Objectif A: Pouvez-vous redonner à l'identique toutes les lignes des entrées ci-dessous ?

Texte sélectionné:
——————————

A la plage ou à la montagne, chez soi ou ailleurs, voici une dizaine de BD et romans graphiques à lire, d'univers et de genres différents, qui ne vous laissera pas indifférents.
France Télévisions - Rédaction Culture
Publié
Temps de lecture : 14min
Rayon de la BD et des mangas de la librairie "Le Merle moqueur", à Paris. (Mohamed BERKANI)

Pour les jeunes et les moins jeunes, pour les amoureux de l'aventure ou de l'actualité, pour les fans de la bande dessinée ou du roman graphique, nous vous présentons ces pépites glanées lors de nos lectures. Comme toute sélection, elle est nécessairement non exhaustive.

1"Résidence Autonomie" : bienvenue chez les seniors

Éric Salch, dessinateur de Charlie Hebdo, signe une œuvre poignante, pleine d’empathie et d’humour, sur les pensionnaires d’une résidence pour personnes âgées. Résidence Autonomie, une œuvre indispensable. Quand tout va mal, restent l’humour, l’ironie bienveillante et l’empathie pour ne pas désespérer. Et il en faut pour lire ce puissant témoignage sur le sort des seniors, anglicisme pudique qui désigne les personnes âgées, dans une résidence spécialisée. C’est l’antichambre des Ehpad, des mouroirs diront certains, "le purgatoire avant l'enfer". Pour rédiger Résidence Autonomie (éditions Dargaud),  Éric Salch s’est appuyé sur l’expérience de Marc, un ami envoyé du jour au lendemain par Pôle Emploi s’occuper des seniors sans aucune formation. Pour Marc, c’est juste un "job cool, deux nuits par semaine à être payé pour dormir". Très vite, il découvre la réalité de son travail, après une formation express de trois jours. C’est loin d’être un long fleuve tranquille. Avec  Résidence Autonomie, on rit, on s’émeut, on se révolte et… on réfléchit. Résidence Autonomie, roman graphique essentiel. Éric Salch, auteur inspiré. Coup de cœur.

——————————

Informations extraites:
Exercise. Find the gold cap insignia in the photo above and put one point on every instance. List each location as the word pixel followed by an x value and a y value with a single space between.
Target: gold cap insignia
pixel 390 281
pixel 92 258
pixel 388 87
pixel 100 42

——————————

Objectif B: Pouvez-vous transcrire en entier, sans la moindre modification, le texte sélectionné sur les BD à lire ?

Réponse attendue A:
Exercise. Find the gold cap insignia in the photo above and put one point on every instance. List each location as the word pixel followed by an x value and a y value with a single space between.
Target: gold cap insignia
pixel 390 281
pixel 92 258
pixel 388 87
pixel 100 42

Réponse attendue B:
A la plage ou à la montagne, chez soi ou ailleurs, voici une dizaine de BD et romans graphiques à lire, d'univers et de genres différents, qui ne vous laissera pas indifférents.
France Télévisions - Rédaction Culture
Publié
Temps de lecture : 14min
Rayon de la BD et des mangas de la librairie "Le Merle moqueur", à Paris. (Mohamed BERKANI)

Pour les jeunes et les moins jeunes, pour les amoureux de l'aventure ou de l'actualité, pour les fans de la bande dessinée ou du roman graphique, nous vous présentons ces pépites glanées lors de nos lectures. Comme toute sélection, elle est nécessairement non exhaustive.

1"Résidence Autonomie" : bienvenue chez les seniors

Éric Salch, dessinateur de Charlie Hebdo, signe une œuvre poignante, pleine d’empathie et d’humour, sur les pensionnaires d’une résidence pour personnes âgées. Résidence Autonomie, une œuvre indispensable. Quand tout va mal, restent l’humour, l’ironie bienveillante et l’empathie pour ne pas désespérer. Et il en faut pour lire ce puissant témoignage sur le sort des seniors, anglicisme pudique qui désigne les personnes âgées, dans une résidence spécialisée. C’est l’antichambre des Ehpad, des mouroirs diront certains, "le purgatoire avant l'enfer". Pour rédiger Résidence Autonomie (éditions Dargaud),  Éric Salch s’est appuyé sur l’expérience de Marc, un ami envoyé du jour au lendemain par Pôle Emploi s’occuper des seniors sans aucune formation. Pour Marc, c’est juste un "job cool, deux nuits par semaine à être payé pour dormir". Très vite, il découvre la réalité de son travail, après une formation express de trois jours. C’est loin d’être un long fleuve tranquille. Avec  Résidence Autonomie, on rit, on s’émeut, on se révolte et… on réfléchit. Résidence Autonomie, roman graphique essentiel. Éric Salch, auteur inspiré. Coup de cœur.